** start **

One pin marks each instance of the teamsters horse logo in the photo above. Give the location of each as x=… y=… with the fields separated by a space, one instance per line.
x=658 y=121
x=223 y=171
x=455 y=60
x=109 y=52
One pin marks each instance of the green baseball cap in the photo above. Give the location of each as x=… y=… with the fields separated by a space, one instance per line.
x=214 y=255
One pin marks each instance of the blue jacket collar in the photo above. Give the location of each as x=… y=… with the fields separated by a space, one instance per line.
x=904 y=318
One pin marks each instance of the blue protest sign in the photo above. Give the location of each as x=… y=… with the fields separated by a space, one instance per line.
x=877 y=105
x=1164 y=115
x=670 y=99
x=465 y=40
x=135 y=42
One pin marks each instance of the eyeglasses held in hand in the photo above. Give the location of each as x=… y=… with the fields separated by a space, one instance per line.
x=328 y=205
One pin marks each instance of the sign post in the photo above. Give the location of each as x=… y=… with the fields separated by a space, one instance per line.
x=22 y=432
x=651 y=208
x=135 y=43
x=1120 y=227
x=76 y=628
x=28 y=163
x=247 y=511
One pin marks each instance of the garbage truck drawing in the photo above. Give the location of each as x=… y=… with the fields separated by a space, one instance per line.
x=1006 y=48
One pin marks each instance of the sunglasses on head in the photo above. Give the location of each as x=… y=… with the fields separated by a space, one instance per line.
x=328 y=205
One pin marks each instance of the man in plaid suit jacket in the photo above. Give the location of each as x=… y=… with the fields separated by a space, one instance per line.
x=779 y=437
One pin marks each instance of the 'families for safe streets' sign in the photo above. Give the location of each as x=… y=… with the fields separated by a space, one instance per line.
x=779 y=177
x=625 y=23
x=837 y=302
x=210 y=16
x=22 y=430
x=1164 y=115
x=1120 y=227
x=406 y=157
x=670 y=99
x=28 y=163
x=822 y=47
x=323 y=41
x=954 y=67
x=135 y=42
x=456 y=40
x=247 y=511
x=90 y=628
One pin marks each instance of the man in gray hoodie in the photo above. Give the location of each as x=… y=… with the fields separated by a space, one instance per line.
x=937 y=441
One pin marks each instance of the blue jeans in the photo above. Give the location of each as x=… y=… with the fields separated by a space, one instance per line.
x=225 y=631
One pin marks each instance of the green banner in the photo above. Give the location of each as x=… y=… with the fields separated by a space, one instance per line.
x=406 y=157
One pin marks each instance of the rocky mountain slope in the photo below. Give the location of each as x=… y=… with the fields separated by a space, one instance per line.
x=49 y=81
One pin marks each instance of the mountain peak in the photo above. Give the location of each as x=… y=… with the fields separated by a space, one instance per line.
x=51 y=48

** end **

Convert all of the items above into a Markdown table with two columns, Row and Text. Put a row number in Row and one line in Text, and leave out blank lines.

| Row | Text |
|---|---|
| 1 | One pin marks each instance of the teamsters horse logo in the photo above. Give the location of each as x=… y=… with the fields separated by a space, one instance per line. |
| 2 | x=658 y=121 |
| 3 | x=223 y=171 |
| 4 | x=455 y=60 |
| 5 | x=109 y=52 |
| 6 | One pin marks each instance of the green baseball cap in the photo above. Give the location of each as x=… y=… with the fields separated by a space, one instance per line. |
| 7 | x=214 y=255 |
| 8 | One pin marks each instance of the blue jacket collar in the photo above. Give the location of each as x=… y=… with the fields separated by a space, one instance per line. |
| 9 | x=904 y=318 |
| 10 | One pin marks each instance of the blue protest sign in the photo above. Give the location of each as x=… y=… with the fields separated by a space, one instance per line. |
| 11 | x=877 y=105 |
| 12 | x=1164 y=115 |
| 13 | x=670 y=99 |
| 14 | x=465 y=40 |
| 15 | x=135 y=42 |
| 16 | One pin marks each instance of the eyeglasses held in hand in the photo above. Give the location of each as x=… y=… with the fields separated by a space, one instance per line. |
| 17 | x=328 y=205 |
| 18 | One pin marks each instance of the sign post in the photo above. Give the location of each as x=… y=… with the fields separated by a space, one instance per line. |
| 19 | x=22 y=432 |
| 20 | x=651 y=208 |
| 21 | x=135 y=43 |
| 22 | x=1120 y=227 |
| 23 | x=76 y=628 |
| 24 | x=28 y=163 |
| 25 | x=247 y=511 |
| 26 | One pin marks each instance of the garbage truck drawing in the photo above. Give the location of each as x=… y=… with the fields separated by a space, one instance per line. |
| 27 | x=1006 y=48 |
| 28 | One pin marks each instance of the sunglasses on head in the photo above. Give the location of each as x=… y=… with the fields separated by a space, one instance per line. |
| 29 | x=328 y=205 |
| 30 | One pin marks each instance of the man in plaid suit jacket in the photo above. Give the location of each as x=… y=… with the fields separated by a space, one instance per line. |
| 31 | x=779 y=437 |
| 32 | One pin marks each instance of the 'families for safe streets' sign in the photo above. Give the location of each as x=… y=… with the fields separated by a space, one instance per line. |
| 33 | x=779 y=177 |
| 34 | x=625 y=23 |
| 35 | x=837 y=302 |
| 36 | x=210 y=16 |
| 37 | x=22 y=430 |
| 38 | x=1164 y=115 |
| 39 | x=1120 y=227 |
| 40 | x=406 y=157 |
| 41 | x=670 y=99 |
| 42 | x=28 y=163 |
| 43 | x=822 y=47 |
| 44 | x=323 y=41 |
| 45 | x=954 y=67 |
| 46 | x=135 y=42 |
| 47 | x=456 y=40 |
| 48 | x=247 y=511 |
| 49 | x=90 y=628 |
| 50 | One pin marks each instance of the man in gray hoodie in the photo above. Give the location of each as x=… y=… with the fields separated by a space, one instance per line. |
| 51 | x=937 y=441 |
| 52 | One pin marks each instance of the blue jeans in the photo above. Give the location of each as x=… y=… with the fields separated by a space, one instance per line. |
| 53 | x=225 y=631 |
| 54 | One pin marks each instance of the green banner in the photo above. Give the location of each as x=… y=… with the fields separated by a space, one instance per line. |
| 55 | x=406 y=157 |
| 56 | One pin marks each instance of the rocky mountain slope in the photo below. Give the location of each as x=… y=… with the fields separated by a space, one instance per line. |
| 57 | x=49 y=81 |
| 58 | One pin marks each instance of the mountain peak in the photo above. Give the location of each as x=… y=… with the fields separated by a space, one instance per line. |
| 59 | x=51 y=48 |